-- DOCUMENT SEGMENT follows --

OAKLAND TRIBUNE: JULY 14, 2011
Ron Arons has no problem airing his family’s dirty laundry. In fact, he’s making a living at it. The Oakland hills author has just released his second genealogy book called “WANTED! U.S. Criminal Records,” a guide to help readers find family members who’ve run afoul of the law.
Most of us have a black sheep in our family, according to Arons, who unearthed his own family secret about 15 years ago.
“It’s my belief that by doing enough research, the odds are very high that someone has one or more criminals in their family,” he says. “If not criminals, then at least black sheep.” Arons’ unlikely path to becoming an expert in criminal research started when he lost both parents to cancer about 16 years ago. In researching his family tree, he was shocked to learn that his great-grandfather, Isaac Spier, did time in Sing Sing for bigamy.

-- DOCUMENT SEGMENT concluded --
-- RECORD EXCERPTS follows --

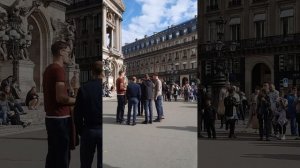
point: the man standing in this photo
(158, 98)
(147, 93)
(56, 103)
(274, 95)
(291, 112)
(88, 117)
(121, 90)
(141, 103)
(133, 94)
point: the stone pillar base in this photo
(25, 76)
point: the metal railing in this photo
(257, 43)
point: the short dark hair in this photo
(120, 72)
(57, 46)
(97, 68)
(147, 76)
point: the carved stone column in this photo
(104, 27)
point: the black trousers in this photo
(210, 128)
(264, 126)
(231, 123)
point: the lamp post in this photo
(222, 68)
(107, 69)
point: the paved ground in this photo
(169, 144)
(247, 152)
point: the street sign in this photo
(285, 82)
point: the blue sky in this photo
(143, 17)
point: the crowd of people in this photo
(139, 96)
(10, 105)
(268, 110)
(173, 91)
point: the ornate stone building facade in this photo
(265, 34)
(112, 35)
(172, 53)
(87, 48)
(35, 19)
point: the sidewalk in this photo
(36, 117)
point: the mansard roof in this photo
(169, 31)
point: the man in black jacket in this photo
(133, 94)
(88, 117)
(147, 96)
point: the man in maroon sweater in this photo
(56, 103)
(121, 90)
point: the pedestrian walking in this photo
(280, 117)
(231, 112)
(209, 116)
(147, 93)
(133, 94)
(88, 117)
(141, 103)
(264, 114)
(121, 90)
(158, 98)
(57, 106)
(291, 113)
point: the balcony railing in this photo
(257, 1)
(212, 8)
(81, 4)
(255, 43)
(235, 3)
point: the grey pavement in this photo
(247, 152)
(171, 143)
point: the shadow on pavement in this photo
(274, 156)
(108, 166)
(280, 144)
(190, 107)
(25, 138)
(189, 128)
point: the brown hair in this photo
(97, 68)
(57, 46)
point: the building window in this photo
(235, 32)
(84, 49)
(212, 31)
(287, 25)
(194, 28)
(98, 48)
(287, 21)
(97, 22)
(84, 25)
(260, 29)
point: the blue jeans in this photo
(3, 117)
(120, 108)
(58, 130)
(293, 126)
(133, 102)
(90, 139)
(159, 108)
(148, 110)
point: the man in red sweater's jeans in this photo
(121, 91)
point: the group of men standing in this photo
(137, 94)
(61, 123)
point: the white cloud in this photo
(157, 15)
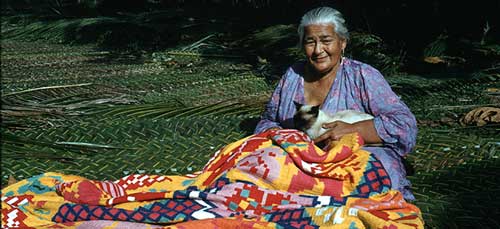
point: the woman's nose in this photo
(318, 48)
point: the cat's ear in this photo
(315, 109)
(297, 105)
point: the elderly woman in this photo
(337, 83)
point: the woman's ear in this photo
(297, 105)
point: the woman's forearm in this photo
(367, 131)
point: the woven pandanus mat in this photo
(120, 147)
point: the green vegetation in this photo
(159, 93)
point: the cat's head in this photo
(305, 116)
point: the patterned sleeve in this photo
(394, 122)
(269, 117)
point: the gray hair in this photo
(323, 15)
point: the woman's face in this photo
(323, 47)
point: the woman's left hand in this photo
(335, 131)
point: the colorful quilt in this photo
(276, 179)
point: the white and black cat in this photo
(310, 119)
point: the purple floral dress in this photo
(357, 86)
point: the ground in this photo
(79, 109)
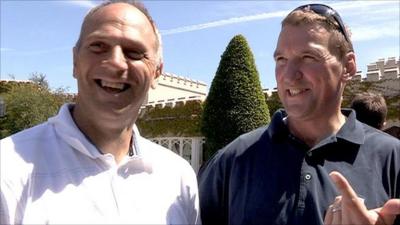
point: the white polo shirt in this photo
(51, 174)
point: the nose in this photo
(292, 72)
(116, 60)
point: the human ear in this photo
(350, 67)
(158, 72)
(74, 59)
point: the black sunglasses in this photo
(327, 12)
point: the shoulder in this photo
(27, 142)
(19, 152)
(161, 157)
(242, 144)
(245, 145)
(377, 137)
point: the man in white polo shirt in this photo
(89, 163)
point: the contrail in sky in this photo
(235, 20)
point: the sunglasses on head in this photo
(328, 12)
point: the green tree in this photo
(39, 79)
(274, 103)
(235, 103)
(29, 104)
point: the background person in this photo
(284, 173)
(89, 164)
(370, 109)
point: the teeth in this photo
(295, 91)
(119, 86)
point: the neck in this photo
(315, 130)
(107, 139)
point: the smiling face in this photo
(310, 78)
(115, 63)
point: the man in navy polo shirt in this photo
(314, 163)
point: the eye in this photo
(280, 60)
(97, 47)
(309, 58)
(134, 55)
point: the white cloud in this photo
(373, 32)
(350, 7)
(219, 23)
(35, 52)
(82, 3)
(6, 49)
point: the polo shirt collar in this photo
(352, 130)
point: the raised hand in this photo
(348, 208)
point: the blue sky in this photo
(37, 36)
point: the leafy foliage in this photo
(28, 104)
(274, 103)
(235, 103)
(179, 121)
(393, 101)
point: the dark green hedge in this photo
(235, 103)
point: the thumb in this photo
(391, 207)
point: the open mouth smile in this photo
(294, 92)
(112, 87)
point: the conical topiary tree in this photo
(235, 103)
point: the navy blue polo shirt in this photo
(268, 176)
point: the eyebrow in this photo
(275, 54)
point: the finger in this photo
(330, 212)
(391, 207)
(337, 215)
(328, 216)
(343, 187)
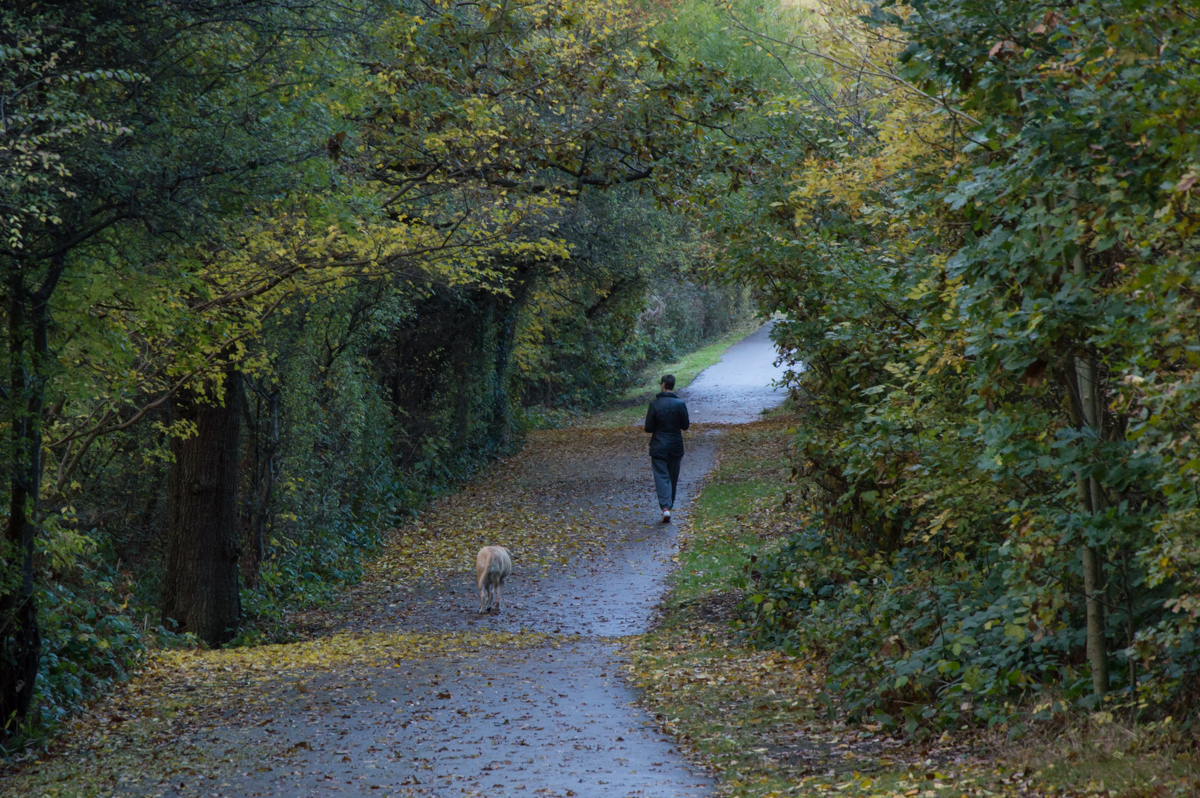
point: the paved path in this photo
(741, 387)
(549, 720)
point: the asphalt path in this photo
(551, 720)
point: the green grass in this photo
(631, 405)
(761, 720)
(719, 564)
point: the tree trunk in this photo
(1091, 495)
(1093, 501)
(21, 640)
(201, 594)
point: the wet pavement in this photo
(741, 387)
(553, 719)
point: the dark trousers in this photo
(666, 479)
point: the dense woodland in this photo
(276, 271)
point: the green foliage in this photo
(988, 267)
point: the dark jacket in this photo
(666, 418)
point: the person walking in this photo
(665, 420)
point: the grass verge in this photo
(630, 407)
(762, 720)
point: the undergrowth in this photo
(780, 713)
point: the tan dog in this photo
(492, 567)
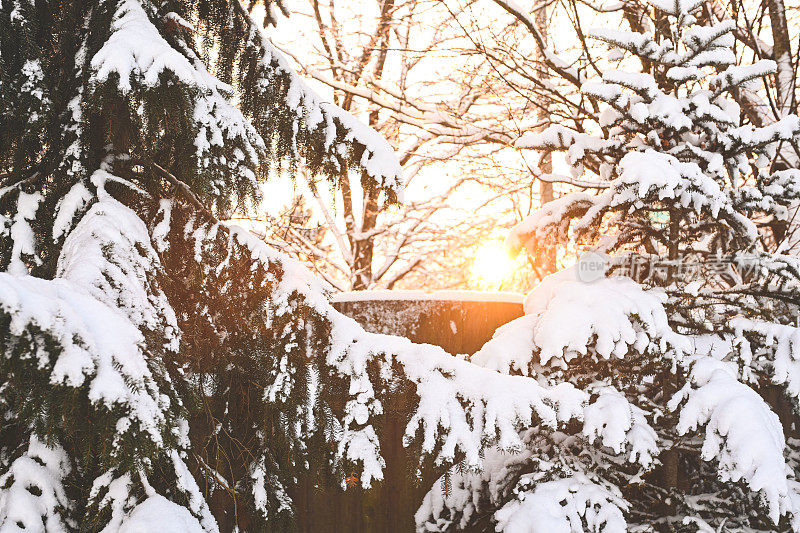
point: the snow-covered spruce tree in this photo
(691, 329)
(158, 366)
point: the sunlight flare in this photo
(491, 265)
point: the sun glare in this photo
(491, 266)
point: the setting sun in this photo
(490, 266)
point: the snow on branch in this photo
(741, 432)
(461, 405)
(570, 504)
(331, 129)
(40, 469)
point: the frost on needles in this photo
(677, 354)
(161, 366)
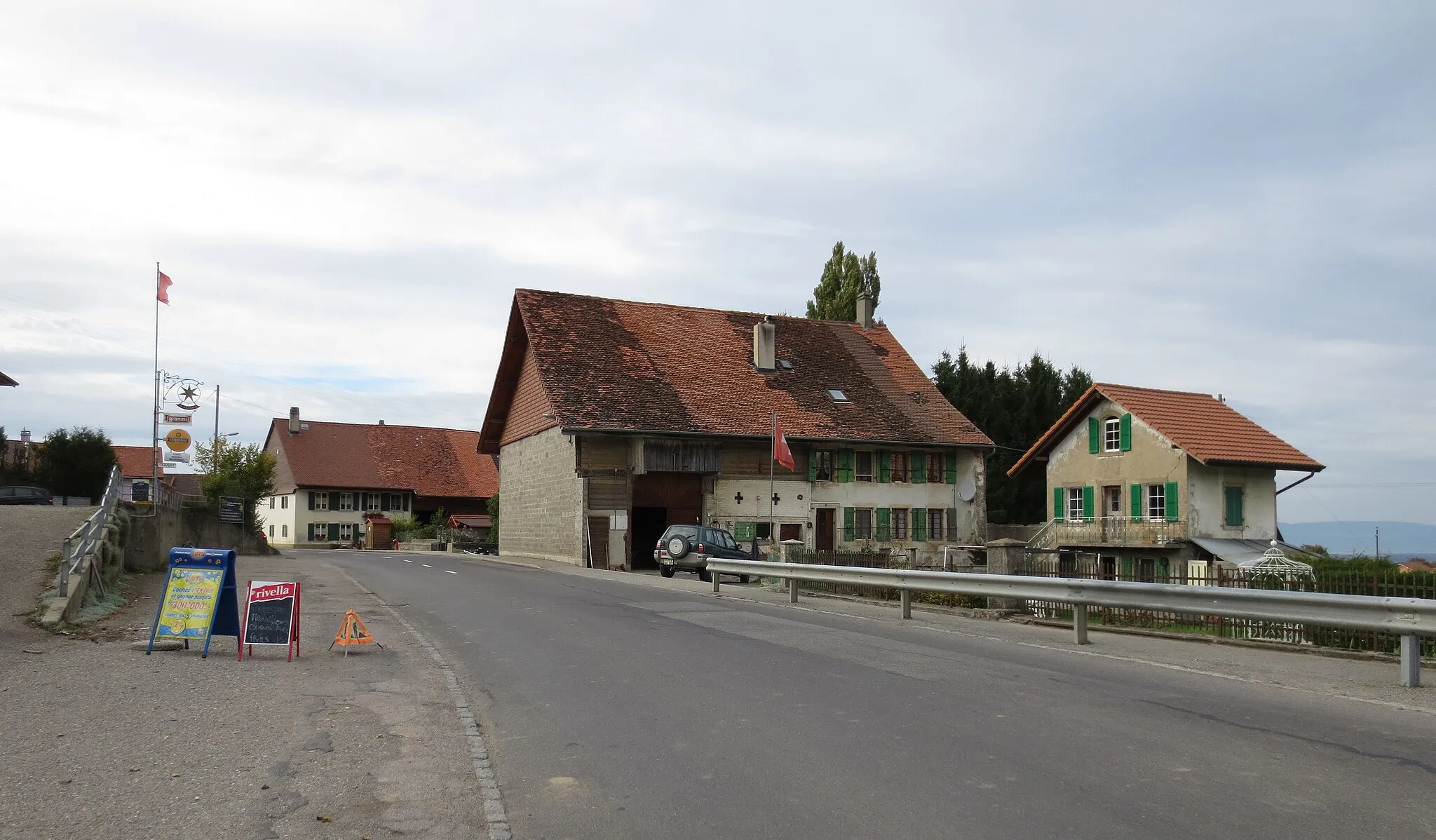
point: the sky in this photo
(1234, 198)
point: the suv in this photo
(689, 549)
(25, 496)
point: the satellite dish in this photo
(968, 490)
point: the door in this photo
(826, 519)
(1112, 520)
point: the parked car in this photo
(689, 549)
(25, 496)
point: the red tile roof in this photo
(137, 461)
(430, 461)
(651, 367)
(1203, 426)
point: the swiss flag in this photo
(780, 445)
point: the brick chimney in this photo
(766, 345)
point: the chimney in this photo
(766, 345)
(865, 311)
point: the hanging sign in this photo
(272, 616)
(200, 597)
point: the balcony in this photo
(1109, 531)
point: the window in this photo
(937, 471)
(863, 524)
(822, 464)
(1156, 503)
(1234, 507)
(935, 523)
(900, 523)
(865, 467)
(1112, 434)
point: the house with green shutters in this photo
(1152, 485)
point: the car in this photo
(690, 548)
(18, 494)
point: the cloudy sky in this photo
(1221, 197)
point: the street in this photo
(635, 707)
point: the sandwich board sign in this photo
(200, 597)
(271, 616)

-- RECORD EXCERPTS concluded --

▶ [TASK REQUIREMENTS]:
**a)** According to the Oakland Tribune article, what crime sent Arons' great-grandfather to Sing Sing?
**b)** List every proper name in the Oakland Tribune article, including its header.
**c)** Continue the Oakland Tribune article about Ron Arons from the point where it stops.

▶ [RESULTS FOR THE EXERCISE]:
**a)** Bigamy.

**b)** Oakland Tribune; Ron Arons; Oakland hills; "WANTED! U.S. Criminal Records"; Isaac Spier; Sing Sing

**c)**
“I thought ‘this really can’t be my great-grandfather. This can’t be my family.’ It sort of rocked my world because it meant that this goodie-two-shoes here was related to him, and by extension — you go down in generations — I was one-eighth criminal.” Yet Arons had never been cited for anything worse than the occasional traffic violation. Yes, there was that time at age 6 when he got caught trying to shoplift, but it was such a humiliating experience he never tried it again.
Discovering the truth about his great-grandfather led Arons to write a whole book about New York Jewish criminals called “TheJews of Sing Sing!” Published in 2008, he was suddenly the leading authority on Jewish criminals of New York’s Lower East Side and was invited to appear on the PBS television series, “The Jewish Americans.”
As a nationally-known speaker and scholar, Arons’ new book takes what he learned about researching criminal records and puts it into a 388-page reference guide. It’s a complete guide to finding everything from prison and parole records to police reports and even execution lists.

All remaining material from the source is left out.